[Task prompt]: Put the stretch of the material from the line containing "like x=174 y=112." through its end into a Markdown table with the columns Row and Line, numbering each row and leaving out blank lines.

──────── Dataset

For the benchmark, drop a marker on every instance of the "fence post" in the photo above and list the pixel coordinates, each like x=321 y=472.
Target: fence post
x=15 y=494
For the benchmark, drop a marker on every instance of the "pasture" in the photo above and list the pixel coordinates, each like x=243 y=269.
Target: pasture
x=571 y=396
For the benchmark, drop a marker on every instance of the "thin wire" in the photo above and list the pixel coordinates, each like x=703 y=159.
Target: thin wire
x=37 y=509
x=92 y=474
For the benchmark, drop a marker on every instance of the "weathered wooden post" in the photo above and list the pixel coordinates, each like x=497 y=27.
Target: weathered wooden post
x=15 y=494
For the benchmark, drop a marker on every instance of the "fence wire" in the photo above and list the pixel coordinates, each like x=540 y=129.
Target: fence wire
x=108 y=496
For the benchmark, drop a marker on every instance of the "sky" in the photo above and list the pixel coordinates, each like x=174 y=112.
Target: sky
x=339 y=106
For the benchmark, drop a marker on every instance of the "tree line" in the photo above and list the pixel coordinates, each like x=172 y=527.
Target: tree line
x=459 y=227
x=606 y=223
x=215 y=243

────────────────

[Final answer]:
| Row | Line |
|---|---|
| 1 | For the benchmark, drop a marker on every instance of the "sky" in the photo above and list the pixel coordinates, each like x=174 y=112. |
| 2 | Target: sky |
| 3 | x=339 y=106 |
| 4 | For the benchmark, drop a marker on every instance of the "tree line" in the photo above and list the pixel coordinates, each like x=172 y=527. |
| 5 | Target: tree line |
| 6 | x=459 y=227 |
| 7 | x=606 y=223 |
| 8 | x=215 y=243 |